--- START TEXT PROVIDED ---

# Sailing into the Bermuda triangle



## saurav16 (Mar 22, 2007)

Hi,

I was wondering if anyone has sailed into the Bermuda triangle and if so was it safe?


----------



## sailingdog (Mar 19, 2006)

Hmmm... is someone a bit superstitious???


----------



## cockeyedbob (Dec 6, 2006)

saurav16 said:


> Hi,
> 
> I was wondering if anyone has sailed into the Bermuda triangle and if so was it safe?


Bob has ... something happened ... never been the same ... stay out!


----------



## Boasun (Feb 10, 2007)

The Bermuda Triangle is transited every day by ships, planes and yachts. 
There was no such thing called the "Bermuda Triangle" until a guy wrote a book about it in the late 1940s. All the other books written since then are based on the first book.  
It does make a good scary story to tell around a camp fire or on a dark night at anchor for the kids and other superstitious people.  
Muh ha ha ha! Is the demon's laugher that you hear.


----------



## T34C (Sep 14, 2006)

If someone disapeared in the triangle, are they going to respond to this post?


----------



## Boasun (Feb 10, 2007)

There is a ghost of a chance if they have a strong spirit. Or been drinking strong spirits.


----------



## Valiente (Jun 16, 2006)

I've had a triple Gosling's...does that count...hic...?


----------



## camaraderie (May 22, 2002)

I sailed in and when I came back out the Portugese had invaded Colorado!


----------



## SimonV (Jul 6, 2006)

Bermuda triangle, isn’t that what you call a Brazilian that’s grown back.


----------



## Valiente (Jun 16, 2006)

Certainly the law of the jungle is in full effect.

--- END TEXT PROVIDED ---

-- AIM OF THE TASK --
In the Bermuda Triangle thread, rewrite everything from "I've had a triple" down to "had invaded Colorado!", changing "Colorado" to "Kansas".

--- START PROVIDED DATA ---

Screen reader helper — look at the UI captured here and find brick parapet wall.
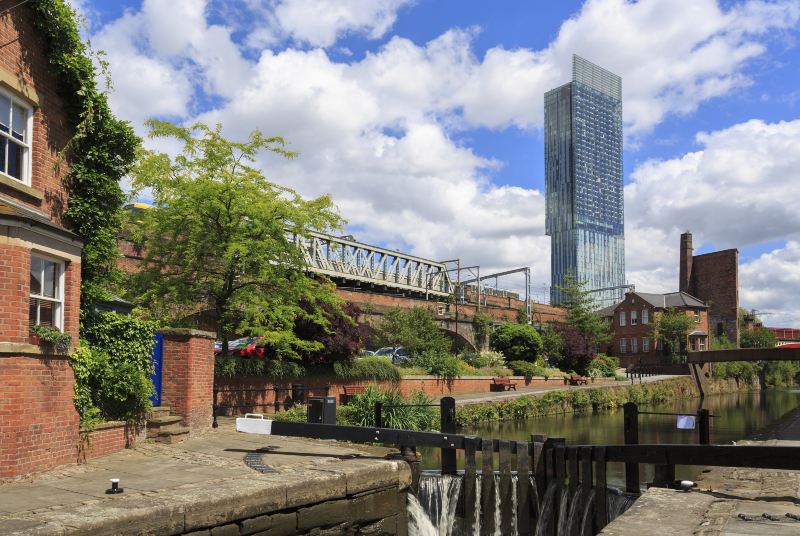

--- END PROVIDED DATA ---

-- EXERCISE RESPONSE --
I've had a triple Gosling's...does that count...hic...?


----------



## camaraderie (May 22, 2002)

I sailed in and when I came back out the Portugese had invaded Kansas!